### What the exercise asks
Move every keypoint coordinate, both x and y, up by 64 in the part of the records that opens with the line containing "Category: glowing light bulb" and runs to the end of the records. Write out that part in full with the shifted values, requests included.

___ Material supplied

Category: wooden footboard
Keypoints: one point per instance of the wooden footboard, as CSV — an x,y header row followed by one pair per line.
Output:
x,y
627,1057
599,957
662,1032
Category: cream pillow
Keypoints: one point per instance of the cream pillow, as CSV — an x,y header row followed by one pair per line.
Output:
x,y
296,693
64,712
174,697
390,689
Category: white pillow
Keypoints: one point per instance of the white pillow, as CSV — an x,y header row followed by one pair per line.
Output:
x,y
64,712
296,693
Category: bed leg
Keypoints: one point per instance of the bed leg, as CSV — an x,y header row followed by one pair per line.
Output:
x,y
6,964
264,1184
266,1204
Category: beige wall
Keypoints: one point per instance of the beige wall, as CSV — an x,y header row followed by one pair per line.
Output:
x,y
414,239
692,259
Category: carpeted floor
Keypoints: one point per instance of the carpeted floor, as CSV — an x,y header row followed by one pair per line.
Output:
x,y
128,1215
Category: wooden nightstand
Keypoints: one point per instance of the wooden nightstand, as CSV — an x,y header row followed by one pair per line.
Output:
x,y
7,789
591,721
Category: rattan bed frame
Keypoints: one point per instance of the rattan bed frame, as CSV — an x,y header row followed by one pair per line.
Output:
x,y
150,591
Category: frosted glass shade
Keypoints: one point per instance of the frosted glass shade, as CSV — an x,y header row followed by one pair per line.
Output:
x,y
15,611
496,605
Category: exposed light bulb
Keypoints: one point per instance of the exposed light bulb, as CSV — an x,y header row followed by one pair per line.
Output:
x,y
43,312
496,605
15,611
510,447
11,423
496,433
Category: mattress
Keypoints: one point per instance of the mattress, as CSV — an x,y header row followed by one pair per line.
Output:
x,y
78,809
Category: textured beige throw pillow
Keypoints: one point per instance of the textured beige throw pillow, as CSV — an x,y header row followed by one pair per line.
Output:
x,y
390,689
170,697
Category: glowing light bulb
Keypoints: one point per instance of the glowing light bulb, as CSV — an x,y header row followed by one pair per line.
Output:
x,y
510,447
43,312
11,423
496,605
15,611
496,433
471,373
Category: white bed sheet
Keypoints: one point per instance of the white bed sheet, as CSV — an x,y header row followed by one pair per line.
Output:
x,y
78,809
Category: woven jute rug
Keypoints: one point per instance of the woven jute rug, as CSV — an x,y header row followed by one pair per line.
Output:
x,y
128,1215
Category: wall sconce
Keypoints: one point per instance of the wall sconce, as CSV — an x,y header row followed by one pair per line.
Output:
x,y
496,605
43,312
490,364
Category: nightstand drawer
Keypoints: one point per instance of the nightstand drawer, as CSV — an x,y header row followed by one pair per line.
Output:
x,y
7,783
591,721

______

### Expected answer
Category: glowing light bulb
Keypoints: one point per instance of the glowing light bulb, as CSV — an x,y header row followed by one pair per line.
Output:
x,y
574,511
107,376
75,487
560,669
79,675
560,497
535,437
Category: white bed sheet
Keypoints: one point per instance of the white bed sheet, as CSV — an x,y header row followed by one pair per line.
Output:
x,y
142,873
Category: woven jute rug
Keypoints: one point per instance of the woven jute rug, as CSV — an x,y header row followed by one pair per line.
Output:
x,y
192,1279
Category: wall sconce
Keypoints: one point per instance of the wall sconce, as CSV — an x,y header row followed by one pair per line.
Output:
x,y
560,669
107,376
554,428
Category: nightstand drawer
Keypoints: one point per instance of the nightstand drawer, as CSV — an x,y header row followed by one pair per line.
Output:
x,y
71,847
655,785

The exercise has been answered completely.